What is expected
Transcribe every line of text in the records below without any change, and leave the pictures out of your answer.

Records for the exercise
--- Begin ---

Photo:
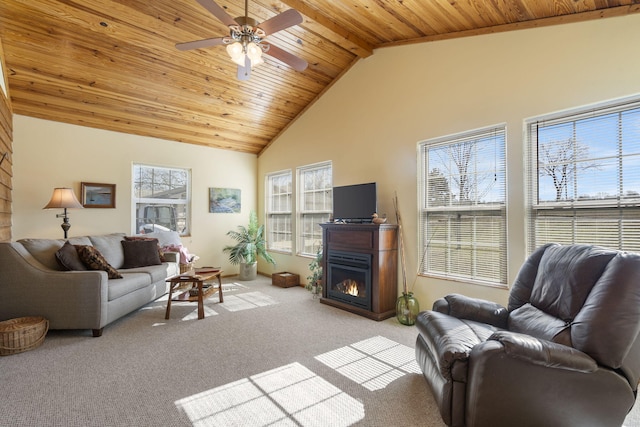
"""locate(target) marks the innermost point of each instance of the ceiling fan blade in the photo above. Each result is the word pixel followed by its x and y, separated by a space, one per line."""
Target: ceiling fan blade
pixel 244 73
pixel 218 12
pixel 279 22
pixel 200 43
pixel 291 60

--- End ---

Expected output
Photo:
"""locate(target) marks the innermost point of each instance of the ceiling fan blade in the photo above. Each result is the word pixel followed by its x and y, separated by a space, one per line."""
Target: ceiling fan blade
pixel 244 73
pixel 218 12
pixel 279 22
pixel 200 43
pixel 291 60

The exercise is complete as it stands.